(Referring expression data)

• • •

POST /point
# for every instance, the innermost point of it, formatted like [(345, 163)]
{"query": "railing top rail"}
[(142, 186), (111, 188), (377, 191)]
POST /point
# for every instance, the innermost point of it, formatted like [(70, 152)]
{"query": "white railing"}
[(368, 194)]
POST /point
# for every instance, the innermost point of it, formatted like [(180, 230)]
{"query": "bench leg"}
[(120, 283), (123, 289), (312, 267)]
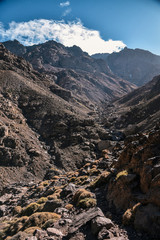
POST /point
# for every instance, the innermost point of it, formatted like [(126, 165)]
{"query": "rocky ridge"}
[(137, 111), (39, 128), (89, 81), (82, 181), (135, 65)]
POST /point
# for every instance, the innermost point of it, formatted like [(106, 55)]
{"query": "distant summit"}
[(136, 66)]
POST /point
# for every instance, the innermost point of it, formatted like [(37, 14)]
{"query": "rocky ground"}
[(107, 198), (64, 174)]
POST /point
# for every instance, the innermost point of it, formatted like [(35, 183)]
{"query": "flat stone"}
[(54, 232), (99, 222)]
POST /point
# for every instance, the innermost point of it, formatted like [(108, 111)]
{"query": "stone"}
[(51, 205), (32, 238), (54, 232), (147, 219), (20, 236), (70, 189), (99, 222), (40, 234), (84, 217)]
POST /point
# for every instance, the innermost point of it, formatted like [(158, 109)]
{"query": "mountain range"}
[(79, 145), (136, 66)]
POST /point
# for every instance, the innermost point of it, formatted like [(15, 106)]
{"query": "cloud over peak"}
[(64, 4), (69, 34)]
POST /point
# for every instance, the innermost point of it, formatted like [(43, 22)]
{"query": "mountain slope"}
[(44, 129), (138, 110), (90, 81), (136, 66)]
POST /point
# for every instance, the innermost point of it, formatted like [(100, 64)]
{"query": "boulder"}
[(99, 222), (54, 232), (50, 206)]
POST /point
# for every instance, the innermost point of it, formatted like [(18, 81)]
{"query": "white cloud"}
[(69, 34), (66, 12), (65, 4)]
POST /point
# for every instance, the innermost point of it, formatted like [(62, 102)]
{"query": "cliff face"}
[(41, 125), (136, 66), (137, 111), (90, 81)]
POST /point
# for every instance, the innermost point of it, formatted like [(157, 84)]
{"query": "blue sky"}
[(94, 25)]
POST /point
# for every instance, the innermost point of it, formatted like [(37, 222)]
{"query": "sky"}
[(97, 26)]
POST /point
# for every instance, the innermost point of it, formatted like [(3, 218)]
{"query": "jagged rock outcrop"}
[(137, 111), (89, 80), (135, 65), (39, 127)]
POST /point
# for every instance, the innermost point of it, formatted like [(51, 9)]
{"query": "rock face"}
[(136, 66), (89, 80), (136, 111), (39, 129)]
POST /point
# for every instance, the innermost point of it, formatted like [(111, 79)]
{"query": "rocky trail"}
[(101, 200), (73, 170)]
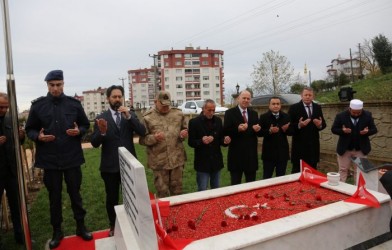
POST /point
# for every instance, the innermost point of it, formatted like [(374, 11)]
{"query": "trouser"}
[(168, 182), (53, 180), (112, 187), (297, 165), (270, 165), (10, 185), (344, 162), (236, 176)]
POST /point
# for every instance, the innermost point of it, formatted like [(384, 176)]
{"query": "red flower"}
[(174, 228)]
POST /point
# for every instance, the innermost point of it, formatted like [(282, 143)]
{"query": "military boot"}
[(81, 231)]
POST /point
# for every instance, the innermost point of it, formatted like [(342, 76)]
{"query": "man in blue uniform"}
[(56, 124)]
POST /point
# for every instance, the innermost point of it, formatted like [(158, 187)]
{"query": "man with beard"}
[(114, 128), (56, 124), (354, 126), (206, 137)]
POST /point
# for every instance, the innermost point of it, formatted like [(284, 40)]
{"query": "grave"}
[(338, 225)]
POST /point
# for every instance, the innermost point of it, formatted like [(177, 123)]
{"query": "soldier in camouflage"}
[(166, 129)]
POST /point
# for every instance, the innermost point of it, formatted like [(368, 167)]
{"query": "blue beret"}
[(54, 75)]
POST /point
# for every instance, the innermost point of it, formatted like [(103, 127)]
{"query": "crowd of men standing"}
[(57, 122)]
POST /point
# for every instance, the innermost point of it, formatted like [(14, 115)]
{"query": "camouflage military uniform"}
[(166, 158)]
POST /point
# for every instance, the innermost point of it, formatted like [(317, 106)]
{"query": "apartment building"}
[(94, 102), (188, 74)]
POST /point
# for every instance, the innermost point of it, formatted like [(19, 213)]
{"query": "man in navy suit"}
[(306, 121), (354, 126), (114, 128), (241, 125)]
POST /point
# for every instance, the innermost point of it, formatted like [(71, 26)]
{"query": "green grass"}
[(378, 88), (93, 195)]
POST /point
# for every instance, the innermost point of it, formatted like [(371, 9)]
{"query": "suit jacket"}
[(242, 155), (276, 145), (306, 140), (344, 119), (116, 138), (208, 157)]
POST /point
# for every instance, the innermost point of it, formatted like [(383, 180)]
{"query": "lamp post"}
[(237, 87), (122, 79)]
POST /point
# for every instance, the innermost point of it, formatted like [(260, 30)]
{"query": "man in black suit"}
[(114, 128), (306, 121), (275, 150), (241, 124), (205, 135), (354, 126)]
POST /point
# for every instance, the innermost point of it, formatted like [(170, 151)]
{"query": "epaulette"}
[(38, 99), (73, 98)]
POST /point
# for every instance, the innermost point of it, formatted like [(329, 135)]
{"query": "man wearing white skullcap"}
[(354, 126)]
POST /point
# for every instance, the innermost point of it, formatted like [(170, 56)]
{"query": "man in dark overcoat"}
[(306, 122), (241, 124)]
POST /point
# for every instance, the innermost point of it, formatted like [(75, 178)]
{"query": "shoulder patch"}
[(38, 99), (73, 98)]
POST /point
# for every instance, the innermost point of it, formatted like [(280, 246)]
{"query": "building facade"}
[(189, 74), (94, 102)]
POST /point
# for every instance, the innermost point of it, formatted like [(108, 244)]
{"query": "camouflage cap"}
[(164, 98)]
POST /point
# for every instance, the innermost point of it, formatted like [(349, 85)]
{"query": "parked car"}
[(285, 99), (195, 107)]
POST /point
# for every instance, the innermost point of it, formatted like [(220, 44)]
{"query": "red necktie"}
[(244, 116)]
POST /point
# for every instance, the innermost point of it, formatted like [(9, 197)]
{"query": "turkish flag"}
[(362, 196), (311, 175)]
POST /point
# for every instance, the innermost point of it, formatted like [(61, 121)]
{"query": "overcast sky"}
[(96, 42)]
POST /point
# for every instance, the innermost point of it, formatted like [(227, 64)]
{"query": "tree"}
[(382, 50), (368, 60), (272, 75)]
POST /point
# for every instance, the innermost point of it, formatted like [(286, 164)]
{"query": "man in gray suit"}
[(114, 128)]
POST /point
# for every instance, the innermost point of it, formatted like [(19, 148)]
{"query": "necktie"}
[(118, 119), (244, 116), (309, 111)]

• • •

→ **INSTRUCTIONS FOR THE TASK**: Pictures are to be dropped, and the remaining data set down exactly.

→ **SOLUTION TO THE EXERCISE**:
POST /point
# for every instance, the innermost point of it, formatted like [(345, 163)]
{"query": "railing top rail"}
[(142, 186), (111, 188), (377, 191)]
POST /point
# for every instance, the innermost point of it, formatted like [(70, 152)]
{"query": "white railing"}
[(368, 194)]
POST /point
# for every instance, the innermost point of it, formatted like [(180, 230)]
{"query": "bench leg"}
[(120, 283), (123, 289), (312, 267)]
POST /point
# for every instance, the innermost point of it, formatted like [(126, 165)]
{"query": "rocky ridge"}
[(137, 111), (39, 128), (89, 81), (82, 181), (135, 65)]
POST /point
# for every instance, the innermost point of it, formatted like [(106, 55)]
{"query": "distant summit"}
[(136, 66)]
POST /point
# for every instance, the innermost point of it, formatted like [(37, 14)]
{"query": "rocky ground"}
[(107, 198), (64, 174)]
POST /point
# for every instance, the innermost point of it, formatted like [(35, 183)]
{"query": "flat stone"}
[(54, 232), (99, 222)]
POST /point
# for every instance, the innermost point of it, formatted like [(108, 111)]
{"query": "stone"}
[(51, 205), (32, 238), (54, 232), (147, 219), (20, 236), (70, 189), (99, 222), (40, 234), (84, 217)]
POST /point
# for every instance, the innermost point of it, formatted like [(158, 109)]
{"query": "mountain range"}
[(79, 145), (136, 66)]
POST /point
# for every instance, the innermost point of it, formatted like [(15, 106)]
{"query": "cloud over peak"}
[(64, 4), (69, 34)]
POST /point
# for every instance, the innermost point of it, formatted like [(43, 22)]
{"query": "mountain slope"}
[(44, 129), (138, 110), (90, 81), (136, 66)]
POST /point
# for every instance, the innermost point of it, formatted like [(100, 64)]
{"query": "boulder"}
[(99, 222), (54, 232), (50, 206)]
POST /point
# for every instance, the innermost point of it, formatted like [(18, 81)]
{"query": "white cloud"}
[(69, 34), (66, 12), (65, 4)]
POST /point
# for every instance, the innermost point of it, formatted like [(62, 102)]
{"query": "cliff face"}
[(41, 125), (136, 66), (137, 111), (90, 81)]
POST /point
# for every instance, the innermost point of it, formatted like [(157, 84)]
{"query": "blue sky"}
[(94, 25)]
POST /point
# for every instance, the innermost point of it, formatted like [(37, 222)]
{"query": "sky"}
[(97, 26)]
POST /point
# for every instance, the innermost point of it, formatted like [(3, 218)]
{"query": "jagged rock outcrop"}
[(137, 111), (89, 80), (135, 65), (39, 127)]
POST /point
# for every instance, the innermost point of it, formatted like [(51, 9)]
{"query": "rock face"}
[(136, 66), (89, 80), (136, 111), (39, 129)]
POST /point
# for every instance, the innermost point of it, formatted like [(111, 79)]
{"query": "rocky trail"}
[(101, 200), (73, 170)]
POST /point
# for every instance, the innermost point of it, formatted like [(374, 11)]
{"query": "trouser"}
[(168, 182), (53, 180), (112, 187), (297, 165), (270, 165), (10, 185), (344, 162), (236, 176)]
POST /point
# for every instance, the innermost point of it, formatted like [(384, 176)]
{"query": "red flower"}
[(174, 228)]
POST /point
# for every instance, the innermost point of it, formatted like [(282, 143)]
{"query": "military boot"}
[(81, 231)]
POST /point
# for every instance, the innermost point of it, formatted like [(342, 76)]
{"query": "man in blue uniform"}
[(56, 124)]
POST /point
# for every instance, the innermost point of it, formatted like [(158, 187)]
{"query": "man with beard"}
[(114, 128), (56, 124), (354, 126), (206, 137)]
POST /point
# for every instance, the innermost point of it, formatted like [(284, 40)]
{"query": "grave"}
[(338, 225)]
POST /point
# for every instance, the innermost point of it, formatted like [(177, 123)]
{"query": "soldier in camouflage"}
[(166, 129)]
POST /point
# for every instance, the innermost point of it, formatted like [(368, 167)]
{"query": "blue beret"}
[(54, 75)]
POST /point
# for every instance, the innermost point of it, formatted like [(103, 127)]
{"query": "crowd of men standing"}
[(57, 122)]
POST /point
# for every instance, the innermost point of it, formatted like [(14, 115)]
{"query": "camouflage military uniform"}
[(166, 158)]
POST /point
# for every instance, the innermost point of it, formatted like [(317, 106)]
{"query": "apartment building"}
[(94, 102), (188, 74)]
POST /point
# for every instance, the innermost point of it, formatted like [(19, 213)]
{"query": "man in navy suit"}
[(306, 121), (354, 126), (114, 128), (241, 125)]
POST /point
# for every instance, the innermost point of it, formatted like [(71, 26)]
{"query": "green grass"}
[(378, 88), (93, 195)]
POST /point
# for every instance, the innermost point of it, formatted like [(371, 9)]
{"query": "suit jacket"}
[(242, 155), (276, 145), (306, 140), (344, 119), (116, 138), (208, 157)]
POST /point
# for every instance, the innermost point of it, formatted like [(383, 180)]
{"query": "lamp post"}
[(237, 87), (122, 79)]
POST /point
# for every instance, the innermost point of it, formatted like [(260, 30)]
{"query": "man in black suit"}
[(114, 128), (306, 121), (275, 150), (241, 124), (205, 135), (354, 126)]
POST /point
# for every instance, the innermost point of it, formatted like [(170, 151)]
{"query": "epaulette"}
[(38, 99), (73, 98)]
POST /point
# for every instance, the innermost point of it, formatted like [(329, 135)]
{"query": "man wearing white skullcap"}
[(354, 126)]
POST /point
# for every instance, the innermost point of it, formatted like [(170, 56)]
{"query": "man in dark overcoat"}
[(306, 122), (241, 124)]
POST /point
# for every instance, the innermost point of it, formatted like [(75, 178)]
{"query": "shoulder patch"}
[(38, 99), (73, 98)]
POST /point
# for every instance, the innermost point of it, formatted like [(280, 246)]
{"query": "building facade"}
[(189, 74), (94, 102)]
POST /point
# for every instance, the innermost point of it, formatted like [(108, 244)]
{"query": "camouflage cap"}
[(164, 98)]
POST /point
# for every instance, the innermost point of it, formatted like [(349, 85)]
{"query": "parked car"}
[(285, 99), (195, 107)]
POST /point
# for every instance, the innermost point of it, formatted like [(220, 44)]
{"query": "red necktie"}
[(244, 116)]
POST /point
# for every instance, the innermost point of it, formatted like [(9, 197)]
{"query": "turkish flag"}
[(362, 196), (311, 175)]
POST /point
# for every instance, the innermost point of it, formatted like [(61, 121)]
{"query": "overcast sky"}
[(96, 42)]
POST /point
# for every instance, the innermost point of it, formatted like [(227, 64)]
{"query": "tree"}
[(382, 50), (368, 60), (272, 75)]
POST /point
# for every instance, the innermost point of it, formatted like [(286, 164)]
{"query": "man in gray suit"}
[(114, 128)]
POST /point
# for every instance, the innermost point of it, formatted like [(19, 148)]
{"query": "necktie"}
[(118, 119), (244, 116), (309, 111)]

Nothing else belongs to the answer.